Records from a collection:

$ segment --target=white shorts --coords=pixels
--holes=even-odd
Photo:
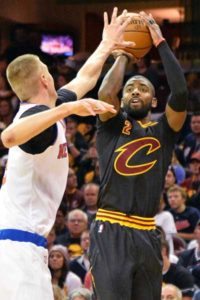
[[[0,240],[0,299],[54,299],[47,249],[29,242]]]

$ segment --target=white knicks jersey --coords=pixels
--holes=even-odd
[[[33,104],[21,105],[14,121]],[[0,190],[0,229],[21,229],[47,236],[54,224],[68,175],[65,125],[57,122],[57,139],[41,154],[18,146],[8,154]]]

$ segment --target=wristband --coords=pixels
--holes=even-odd
[[[154,46],[157,48],[164,41],[165,41],[165,38],[161,37],[156,43],[154,43]]]
[[[120,54],[118,54],[117,56],[116,56],[116,58],[118,58],[119,56],[125,56],[126,58],[127,58],[127,60],[128,60],[128,63],[130,62],[130,57],[126,54],[126,53],[120,53]]]

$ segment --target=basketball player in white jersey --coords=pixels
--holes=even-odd
[[[110,52],[127,45],[123,32],[130,20],[123,21],[123,15],[117,17],[115,8],[109,24],[104,14],[100,45],[77,77],[58,93],[47,66],[37,56],[22,55],[7,68],[21,105],[1,136],[10,148],[0,191],[1,300],[53,300],[45,243],[68,174],[62,119],[71,114],[115,112],[111,105],[93,99],[69,101],[92,89]]]

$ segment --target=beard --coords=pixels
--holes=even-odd
[[[132,108],[129,104],[124,104],[123,109],[131,118],[142,120],[148,115],[149,111],[151,110],[151,103],[143,105],[138,109]]]

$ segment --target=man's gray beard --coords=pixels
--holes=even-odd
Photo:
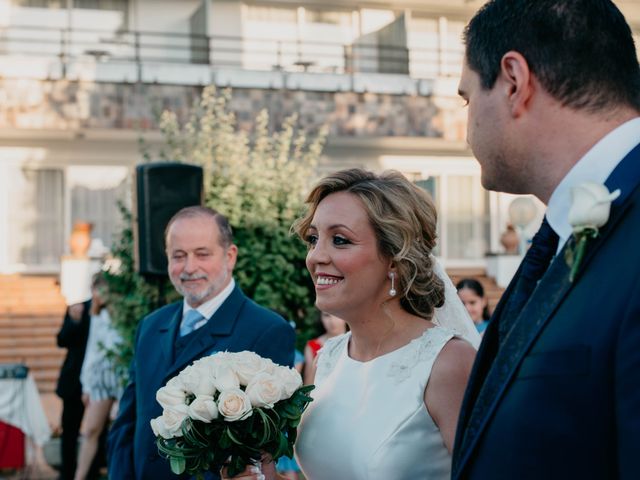
[[[215,289],[215,285],[209,285],[209,287],[207,289],[205,289],[204,291],[202,291],[200,293],[189,293],[189,292],[185,292],[185,290],[182,288],[182,286],[177,286],[176,287],[176,290],[178,291],[178,293],[184,297],[185,301],[189,305],[194,305],[196,303],[200,303],[202,300],[204,300],[209,295],[211,295],[211,292],[213,292],[214,289]]]

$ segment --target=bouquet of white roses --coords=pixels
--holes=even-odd
[[[228,465],[231,476],[259,461],[293,455],[297,426],[313,385],[253,352],[218,352],[197,360],[156,393],[151,420],[160,454],[176,474]]]

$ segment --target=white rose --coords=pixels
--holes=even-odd
[[[172,438],[171,434],[169,434],[169,432],[167,431],[167,427],[164,426],[162,415],[156,418],[152,418],[149,423],[151,424],[151,430],[153,430],[153,434],[156,437],[162,437],[167,440]]]
[[[195,395],[213,395],[216,391],[211,369],[205,365],[190,365],[178,377],[187,392]]]
[[[189,416],[193,420],[211,423],[218,418],[218,406],[211,395],[197,395],[189,405]]]
[[[302,377],[295,368],[278,366],[274,375],[282,384],[281,400],[290,398],[302,386]]]
[[[187,394],[182,388],[169,386],[169,383],[167,383],[166,386],[156,392],[156,400],[162,405],[162,408],[169,408],[186,404]]]
[[[187,418],[188,407],[186,405],[179,407],[167,408],[161,416],[151,420],[151,429],[156,436],[167,440],[182,436],[182,421]]]
[[[240,385],[249,385],[251,379],[267,368],[267,363],[257,353],[244,351],[233,355],[233,369],[238,375]]]
[[[225,390],[218,397],[218,410],[227,422],[235,422],[250,417],[251,402],[246,393],[239,388]]]
[[[266,372],[257,374],[247,385],[247,396],[254,407],[273,408],[282,398],[283,385],[275,375]]]
[[[220,363],[215,369],[213,384],[222,392],[224,390],[235,390],[240,388],[240,380],[230,365]]]
[[[620,190],[609,193],[599,183],[585,182],[571,189],[569,223],[574,231],[598,229],[609,220],[611,202],[620,196]]]
[[[167,387],[171,387],[171,388],[177,388],[180,389],[184,392],[186,392],[186,388],[184,386],[184,383],[182,383],[182,380],[180,380],[180,377],[172,377],[168,382],[167,382]]]

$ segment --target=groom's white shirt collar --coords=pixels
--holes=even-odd
[[[623,123],[596,143],[576,163],[551,194],[547,221],[560,237],[558,252],[571,236],[571,188],[583,182],[604,183],[622,159],[640,142],[640,117]]]
[[[231,295],[231,292],[233,292],[235,286],[236,282],[232,278],[229,282],[229,285],[224,287],[218,295],[213,297],[211,300],[204,302],[196,309],[194,309],[186,301],[182,302],[182,319],[184,320],[184,317],[189,310],[198,310],[198,312],[200,312],[200,315],[202,315],[204,318],[193,326],[193,329],[197,330],[205,323],[207,323],[207,321],[213,316],[213,314],[216,313],[216,311],[220,308],[220,305],[222,305],[224,301],[229,297],[229,295]]]

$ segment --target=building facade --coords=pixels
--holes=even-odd
[[[640,32],[638,2],[617,3]],[[208,84],[242,127],[262,108],[328,125],[319,174],[400,170],[437,203],[445,264],[486,266],[513,197],[481,187],[456,94],[481,4],[0,0],[0,273],[58,272],[77,221],[110,245],[140,139]]]

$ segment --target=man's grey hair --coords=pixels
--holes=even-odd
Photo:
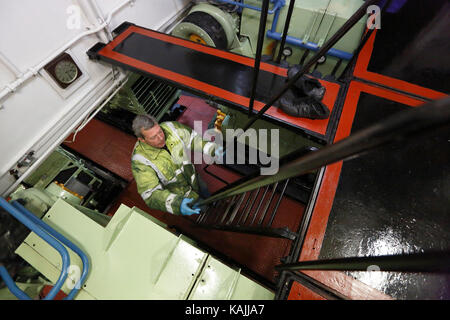
[[[133,132],[136,137],[144,138],[142,135],[142,129],[148,130],[153,128],[155,124],[158,124],[158,121],[148,114],[141,114],[136,116],[133,120]]]

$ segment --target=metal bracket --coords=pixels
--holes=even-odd
[[[17,163],[17,168],[29,167],[35,160],[36,158],[34,157],[34,150],[31,150],[27,155],[25,155],[25,157],[22,158],[22,160]]]
[[[20,172],[20,168],[29,167],[36,161],[34,157],[35,151],[31,150],[28,152],[21,160],[17,162],[17,164],[9,170],[9,174],[14,177],[14,179],[18,180],[23,172]]]

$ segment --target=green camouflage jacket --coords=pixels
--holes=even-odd
[[[137,190],[152,209],[181,214],[184,198],[198,199],[199,185],[189,150],[214,155],[216,145],[204,141],[191,128],[178,122],[160,124],[170,151],[137,141],[131,157],[131,170]]]

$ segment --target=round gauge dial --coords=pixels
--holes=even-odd
[[[55,66],[55,76],[62,83],[69,84],[77,78],[78,68],[71,61],[60,61]]]
[[[290,57],[292,55],[292,48],[286,47],[283,49],[283,56]]]

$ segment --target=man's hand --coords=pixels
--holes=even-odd
[[[190,216],[192,214],[200,213],[200,208],[192,209],[191,207],[189,207],[188,204],[191,203],[192,201],[194,201],[194,199],[184,198],[183,201],[181,202],[180,211],[183,216]]]

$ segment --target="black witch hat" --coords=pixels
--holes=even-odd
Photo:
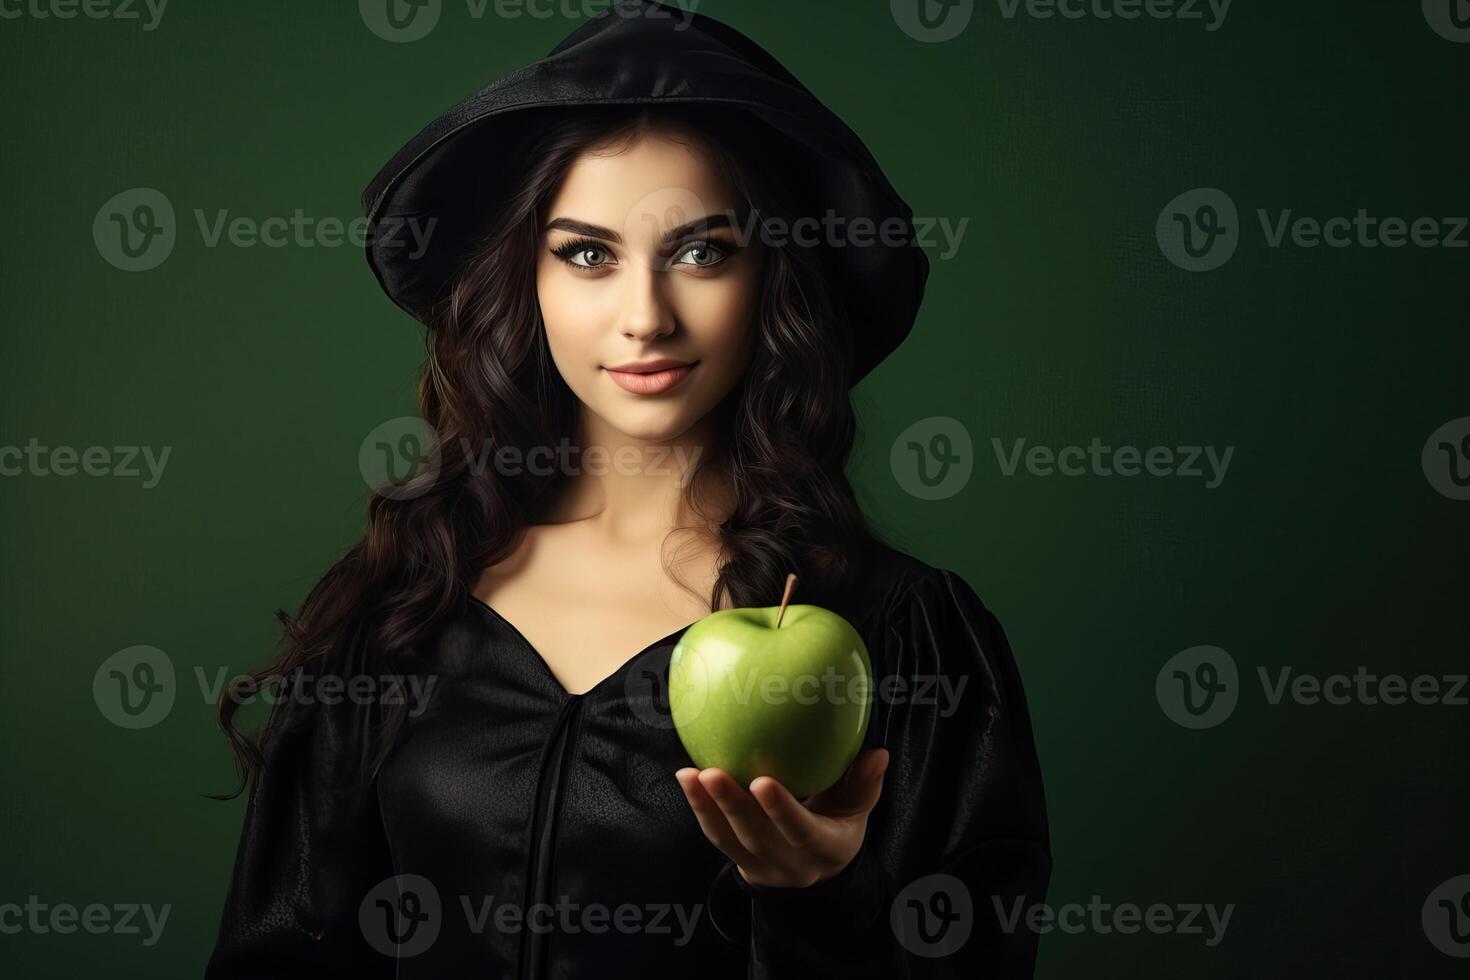
[[[720,21],[654,0],[619,0],[409,140],[363,192],[375,229],[368,264],[395,303],[427,322],[497,196],[513,192],[514,175],[497,167],[538,118],[566,106],[691,104],[749,113],[780,147],[801,214],[852,229],[851,240],[819,251],[853,335],[855,384],[908,335],[923,299],[929,260],[912,210],[862,140],[768,52]],[[409,221],[432,233],[383,233]]]

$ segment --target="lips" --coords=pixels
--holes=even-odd
[[[693,361],[689,364],[660,368],[656,371],[620,371],[613,368],[603,368],[603,370],[607,372],[608,377],[612,378],[613,384],[624,391],[630,391],[635,395],[658,395],[683,381],[698,363],[698,361]]]

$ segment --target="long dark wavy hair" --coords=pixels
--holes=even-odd
[[[585,150],[625,145],[649,131],[693,137],[737,190],[742,217],[800,216],[803,178],[773,130],[736,110],[606,105],[548,110],[507,148],[514,193],[487,216],[490,229],[426,318],[427,358],[418,384],[420,414],[436,439],[435,461],[375,493],[367,529],[311,589],[266,666],[237,677],[217,717],[239,767],[240,785],[265,765],[271,726],[257,736],[237,727],[241,695],[288,683],[348,643],[365,643],[365,662],[391,672],[397,654],[424,640],[463,608],[485,568],[509,555],[520,532],[540,523],[560,467],[515,477],[472,465],[444,447],[555,447],[577,434],[580,403],[547,347],[535,289],[545,210]],[[744,227],[744,225],[742,225]],[[758,225],[760,227],[760,225]],[[790,227],[788,224],[786,227]],[[845,473],[856,436],[850,400],[852,338],[834,322],[820,248],[795,241],[766,248],[754,343],[735,388],[713,410],[718,445],[699,454],[685,478],[691,513],[717,528],[720,569],[710,608],[779,601],[787,573],[797,601],[828,605],[851,588],[876,533]],[[726,508],[701,507],[711,483]],[[733,509],[729,507],[733,501]],[[721,519],[723,517],[723,519]],[[375,776],[407,716],[384,712],[365,726],[354,762]]]

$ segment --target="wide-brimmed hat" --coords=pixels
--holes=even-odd
[[[808,227],[825,222],[816,251],[853,336],[852,381],[908,335],[929,260],[914,240],[912,209],[862,140],[754,41],[655,0],[618,0],[545,58],[440,115],[378,171],[362,196],[374,232],[367,260],[393,301],[427,323],[497,202],[515,191],[516,175],[503,169],[508,150],[556,108],[595,105],[749,113],[779,146],[780,179]],[[416,233],[403,233],[410,225]]]

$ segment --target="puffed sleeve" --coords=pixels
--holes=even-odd
[[[361,664],[343,648],[298,671],[301,683],[271,709],[205,980],[394,976],[395,960],[358,924],[363,898],[393,862],[376,787],[352,764],[373,712],[342,694]],[[342,678],[335,695],[315,689],[328,676]]]
[[[1024,910],[1045,899],[1051,848],[1005,633],[944,569],[917,573],[884,618],[863,747],[890,759],[862,849],[810,888],[751,885],[726,862],[711,913],[748,942],[751,980],[1031,977]]]

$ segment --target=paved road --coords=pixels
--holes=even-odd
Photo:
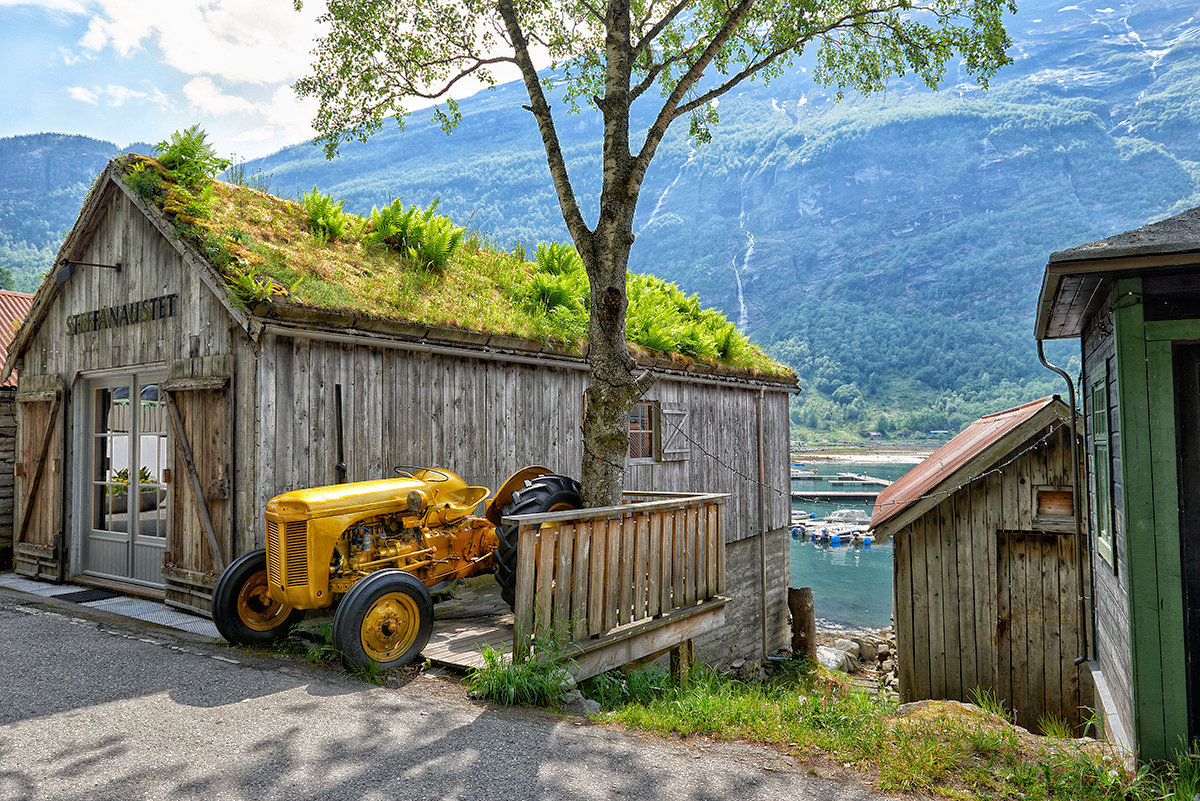
[[[765,749],[365,685],[0,589],[0,799],[863,799]]]

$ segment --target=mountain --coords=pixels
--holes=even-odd
[[[1200,204],[1194,12],[1023,4],[1014,63],[986,92],[951,74],[938,93],[898,81],[835,104],[810,62],[746,85],[721,99],[710,143],[686,125],[663,143],[631,267],[698,292],[795,368],[802,436],[958,428],[1060,392],[1032,336],[1048,254]],[[440,198],[501,244],[566,240],[522,96],[464,102],[449,137],[413,118],[334,161],[305,144],[247,171],[358,212]],[[564,114],[559,133],[594,214],[599,119]],[[1048,351],[1078,372],[1074,348]]]
[[[11,273],[4,288],[37,287],[93,179],[120,152],[86,136],[0,139],[0,266]]]

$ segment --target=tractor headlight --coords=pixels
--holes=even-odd
[[[416,513],[421,511],[425,506],[425,496],[413,490],[408,493],[408,511]]]

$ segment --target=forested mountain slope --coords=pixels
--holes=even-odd
[[[951,75],[936,94],[901,82],[834,104],[804,64],[746,86],[721,100],[712,142],[681,126],[664,143],[631,267],[795,368],[794,420],[826,435],[956,428],[1061,391],[1033,342],[1047,255],[1200,204],[1195,15],[1192,0],[1024,3],[1014,64],[987,92]],[[499,243],[566,240],[522,98],[506,85],[464,102],[449,137],[419,117],[331,162],[305,144],[248,166],[347,210],[440,198]],[[599,120],[559,125],[594,209]],[[1051,358],[1077,362],[1067,346]]]

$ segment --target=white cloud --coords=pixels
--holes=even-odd
[[[309,67],[322,5],[306,3],[296,12],[285,0],[93,0],[93,16],[79,44],[91,51],[111,47],[128,57],[153,43],[163,63],[185,75],[290,83]]]
[[[253,114],[256,107],[244,97],[221,90],[212,78],[193,78],[183,85],[183,95],[193,108],[222,117],[228,114]]]
[[[109,84],[104,87],[104,94],[108,96],[108,101],[114,106],[123,106],[130,100],[139,100],[146,97],[145,92],[139,92],[136,89],[130,89],[128,86],[117,86]]]
[[[93,106],[100,104],[100,96],[91,89],[86,89],[82,86],[68,86],[67,94],[76,100],[81,100],[84,103],[91,103]]]

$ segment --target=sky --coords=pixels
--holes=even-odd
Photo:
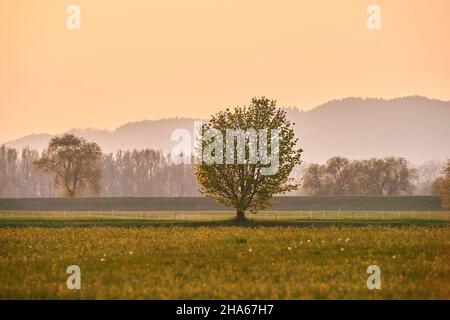
[[[449,14],[448,0],[0,0],[0,142],[204,118],[253,96],[303,110],[450,100]]]

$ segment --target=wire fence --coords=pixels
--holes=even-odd
[[[235,217],[233,211],[0,211],[5,219],[95,219],[95,220],[163,220],[219,221]],[[450,211],[263,211],[247,213],[255,220],[449,220]]]

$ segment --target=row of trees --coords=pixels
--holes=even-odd
[[[18,153],[1,146],[0,197],[199,195],[192,166],[173,164],[160,151],[94,152],[90,160],[79,162],[76,156],[84,153],[72,150],[59,163],[51,156],[54,152],[47,150],[40,155],[35,150],[24,149]]]
[[[18,153],[1,146],[0,197],[74,195],[73,190],[55,187],[54,179],[45,170],[36,170],[33,163],[44,164],[43,159],[45,157],[36,150],[23,149]],[[193,167],[173,164],[160,151],[144,149],[102,154],[99,163],[101,178],[97,173],[97,187],[84,190],[84,195],[199,195]],[[415,168],[403,158],[392,157],[357,161],[334,157],[324,165],[309,164],[296,170],[295,176],[303,177],[300,187],[303,195],[439,195],[445,180],[440,162],[428,162]]]
[[[310,164],[303,172],[306,195],[398,195],[410,194],[417,169],[406,159],[388,157],[349,160],[333,157],[326,164]]]
[[[191,165],[174,164],[161,151],[118,151],[102,158],[102,195],[190,197],[199,195]]]
[[[70,191],[57,190],[50,175],[36,170],[35,150],[0,147],[0,197],[55,197]],[[161,152],[145,149],[118,151],[101,156],[102,196],[194,196],[198,184],[190,165],[175,165]],[[325,165],[310,164],[303,176],[304,195],[440,193],[442,167],[427,164],[413,168],[402,158],[350,161],[335,157]],[[92,193],[94,190],[87,190]],[[72,192],[73,193],[73,192]]]
[[[40,157],[36,150],[0,147],[0,197],[55,197],[51,177],[36,171],[33,163]]]

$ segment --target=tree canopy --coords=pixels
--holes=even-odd
[[[67,133],[52,138],[34,165],[53,177],[64,196],[80,196],[86,191],[96,195],[100,192],[101,157],[98,144]]]
[[[413,191],[416,169],[404,158],[350,161],[333,157],[326,164],[310,164],[303,172],[307,195],[395,195]]]
[[[275,100],[253,98],[249,106],[220,111],[202,126],[201,133],[197,151],[203,157],[195,166],[200,191],[235,208],[237,220],[245,220],[246,210],[271,205],[273,195],[298,188],[290,175],[301,163],[302,150],[297,147],[293,124]],[[218,141],[223,137],[227,137],[223,143]]]

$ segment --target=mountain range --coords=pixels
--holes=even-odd
[[[286,108],[306,162],[332,156],[350,159],[402,156],[415,164],[450,157],[450,101],[421,96],[395,99],[345,98],[308,111]],[[95,141],[104,152],[153,148],[169,152],[177,128],[193,131],[195,119],[170,118],[131,122],[112,131],[72,129]],[[52,135],[31,134],[6,142],[9,147],[42,151]]]

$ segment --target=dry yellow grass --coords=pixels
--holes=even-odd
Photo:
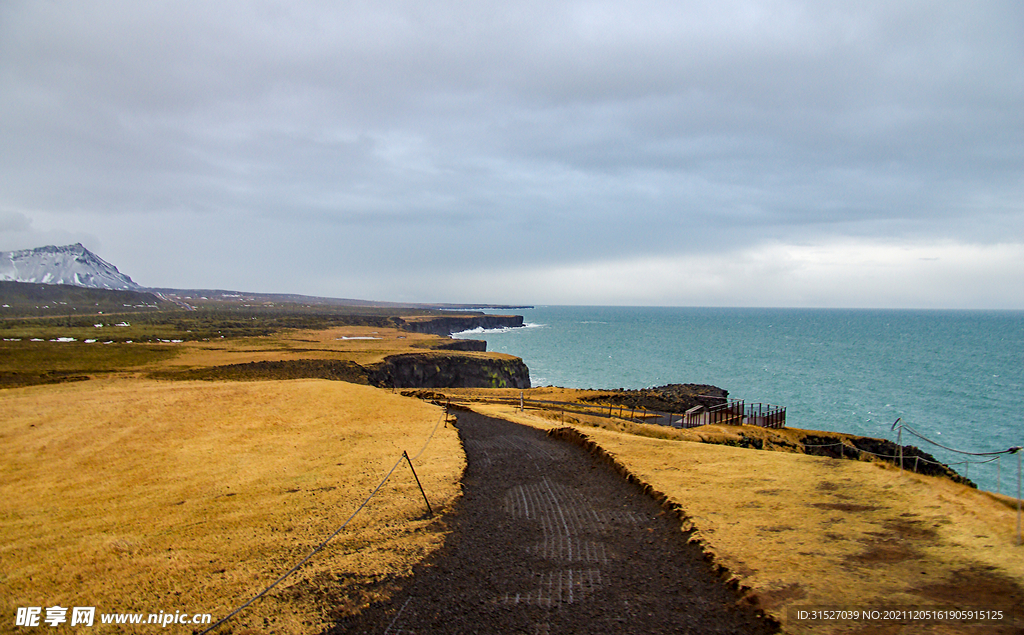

:: Problem details ::
Your answer must be a single number: the count of lines in the records above that contain "beard".

:: Solution for this exercise ::
2